Segment Open
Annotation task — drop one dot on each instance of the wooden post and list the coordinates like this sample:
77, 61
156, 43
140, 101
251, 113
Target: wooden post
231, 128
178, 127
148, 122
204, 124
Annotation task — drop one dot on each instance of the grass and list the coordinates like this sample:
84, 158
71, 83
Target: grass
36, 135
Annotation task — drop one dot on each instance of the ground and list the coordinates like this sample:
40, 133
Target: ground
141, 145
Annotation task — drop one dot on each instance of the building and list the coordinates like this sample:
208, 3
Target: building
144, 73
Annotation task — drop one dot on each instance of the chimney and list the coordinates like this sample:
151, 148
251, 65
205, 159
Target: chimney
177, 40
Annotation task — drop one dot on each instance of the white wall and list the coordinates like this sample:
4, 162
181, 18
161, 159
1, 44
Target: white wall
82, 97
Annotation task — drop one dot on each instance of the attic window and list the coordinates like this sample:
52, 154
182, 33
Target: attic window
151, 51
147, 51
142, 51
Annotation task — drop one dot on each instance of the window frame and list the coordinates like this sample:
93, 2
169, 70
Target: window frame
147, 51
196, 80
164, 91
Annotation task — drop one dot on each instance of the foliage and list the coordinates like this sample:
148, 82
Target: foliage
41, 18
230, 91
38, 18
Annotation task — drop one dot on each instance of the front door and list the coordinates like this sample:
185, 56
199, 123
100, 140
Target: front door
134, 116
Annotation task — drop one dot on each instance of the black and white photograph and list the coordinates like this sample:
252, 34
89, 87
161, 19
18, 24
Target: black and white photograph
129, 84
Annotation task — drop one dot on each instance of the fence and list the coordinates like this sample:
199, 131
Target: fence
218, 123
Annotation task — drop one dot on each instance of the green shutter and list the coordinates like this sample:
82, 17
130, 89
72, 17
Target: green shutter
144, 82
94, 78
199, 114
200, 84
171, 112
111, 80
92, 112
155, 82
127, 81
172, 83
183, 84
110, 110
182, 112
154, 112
Segment Closed
* _ASSIGNED TASK_:
Print all the records exactly as written.

* _EXERCISE SOLUTION_:
Annotation task — drop one dot on each instance of the wooden post and list the coordinates like this sample:
77, 61
156, 43
140, 101
251, 113
Target: wooden post
231, 128
178, 127
148, 122
204, 124
Annotation task — drop one dot on each instance of the grass and list the coordinates like this sample:
84, 158
71, 83
Target: grass
36, 135
Annotation task — drop one dot on each instance of the ground and list the coordinates like this sample:
40, 133
Target: ground
141, 145
Annotation task — drop one dot on each instance of the building and list the coordinates like this sample:
208, 3
Target: building
144, 73
Annotation task — drop one dot on each instance of the chimney and list the coordinates like this sample:
151, 148
251, 65
205, 159
Target: chimney
177, 40
Annotation task — drop one dot on each instance of the white wall and list the coordinates like this sample:
4, 162
181, 18
161, 159
1, 44
Target: white wall
82, 97
Annotation task — drop one dot on each instance of the attic window and list the coordinates like this sample:
52, 154
182, 33
Target: attic window
151, 51
147, 51
142, 51
Annotation task — drop one dot on each instance of the window frame and list the coordinates like this sample:
93, 2
169, 70
Target: window frame
147, 51
196, 80
164, 91
Annotation task — drop one dot on each instance of the foliage and list the coordinates like this sample:
148, 82
Target: foliage
41, 18
230, 91
38, 18
Annotation task — drop one dot on each instance of the front door and list the coordinates like this sample:
185, 56
199, 123
100, 140
Target: front door
134, 116
Annotation task — drop one dot on each instance of the black and white photograph and list the coordinates like this sample:
252, 34
89, 87
161, 19
18, 24
Target: black and white photograph
129, 84
Annotation task — drop one dot on each instance of the fence and list the coordinates like this sample:
199, 131
Target: fence
218, 123
Annotation task — drop one dot on each instance of the green shutter and list the coordinates like this sample:
82, 17
130, 89
72, 17
Target: green shutter
144, 82
94, 78
199, 114
200, 84
171, 112
111, 80
92, 112
155, 82
127, 81
172, 83
183, 84
110, 110
182, 112
154, 112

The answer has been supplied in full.